• RECORDS TO PROCESS
--*--

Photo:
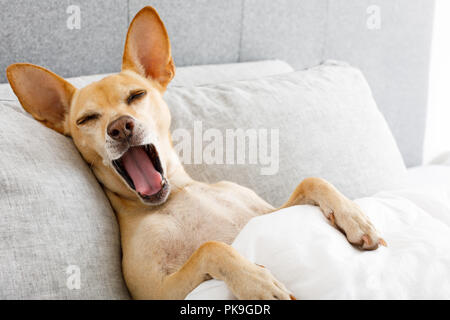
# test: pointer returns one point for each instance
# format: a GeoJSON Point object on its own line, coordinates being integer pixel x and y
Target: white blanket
{"type": "Point", "coordinates": [315, 261]}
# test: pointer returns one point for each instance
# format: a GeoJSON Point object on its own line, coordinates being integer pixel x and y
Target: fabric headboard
{"type": "Point", "coordinates": [389, 40]}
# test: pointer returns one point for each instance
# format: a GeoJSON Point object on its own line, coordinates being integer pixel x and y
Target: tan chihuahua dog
{"type": "Point", "coordinates": [175, 232]}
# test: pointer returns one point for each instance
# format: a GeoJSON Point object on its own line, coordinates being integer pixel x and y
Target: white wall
{"type": "Point", "coordinates": [437, 137]}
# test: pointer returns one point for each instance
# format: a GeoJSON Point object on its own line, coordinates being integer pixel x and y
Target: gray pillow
{"type": "Point", "coordinates": [327, 122]}
{"type": "Point", "coordinates": [56, 223]}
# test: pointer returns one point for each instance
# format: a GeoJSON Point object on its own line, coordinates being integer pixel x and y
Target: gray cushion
{"type": "Point", "coordinates": [53, 215]}
{"type": "Point", "coordinates": [329, 126]}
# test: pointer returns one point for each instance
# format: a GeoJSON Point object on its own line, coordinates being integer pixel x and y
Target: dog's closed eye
{"type": "Point", "coordinates": [135, 95]}
{"type": "Point", "coordinates": [88, 118]}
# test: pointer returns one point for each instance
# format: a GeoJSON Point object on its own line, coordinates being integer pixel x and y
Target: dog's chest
{"type": "Point", "coordinates": [197, 215]}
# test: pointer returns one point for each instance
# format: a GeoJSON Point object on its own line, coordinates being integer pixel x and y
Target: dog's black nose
{"type": "Point", "coordinates": [121, 129]}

--*--

Strip the images and reproduce the remaining records precisely.

• ANSWER BELOW
Photo:
# test: pointer returns one point for each instance
# format: a GeoJSON Point object on its own line, coordinates being integer pixel x and y
Target: white blanket
{"type": "Point", "coordinates": [315, 261]}
# test: pointer returns one point for each instance
# format: a GeoJSON Point object on its own line, coordinates being integer pixel x and y
Target: fabric headboard
{"type": "Point", "coordinates": [389, 40]}
# test: pointer returns one point for each instance
# format: a GeoJSON Point object on its own line, coordinates being integer pixel x and y
Target: tan chihuahua dog
{"type": "Point", "coordinates": [175, 232]}
# test: pointer returns one point for each instance
# format: a GeoJSON Point object on its own line, coordinates being integer pixel x and y
Target: white wall
{"type": "Point", "coordinates": [437, 137]}
# test: pointer returns one point for each instance
# format: a GeoJSON Point object on its own line, coordinates being integer pixel x and y
Target: gray pillow
{"type": "Point", "coordinates": [327, 122]}
{"type": "Point", "coordinates": [56, 223]}
# test: pointer returns one point for each instance
# format: a GeoJSON Point object on its own line, coordinates being integer pixel x and y
Target: gray cushion
{"type": "Point", "coordinates": [53, 215]}
{"type": "Point", "coordinates": [329, 126]}
# test: pointer returns one point for each instance
# format: a GeoJSON Point object on its own line, coordinates being integer pixel x and y
Target: dog's closed eye
{"type": "Point", "coordinates": [135, 95]}
{"type": "Point", "coordinates": [88, 118]}
# test: pointer returns one point for each instance
# format: a GeoJSON Point object on its own line, coordinates being integer pixel x and y
Target: dog's chest
{"type": "Point", "coordinates": [197, 215]}
# test: pointer returns one point for each instance
# format: a GeoJSON Point object on its own line, coordinates being integer pixel x and y
Target: dog's black nose
{"type": "Point", "coordinates": [121, 129]}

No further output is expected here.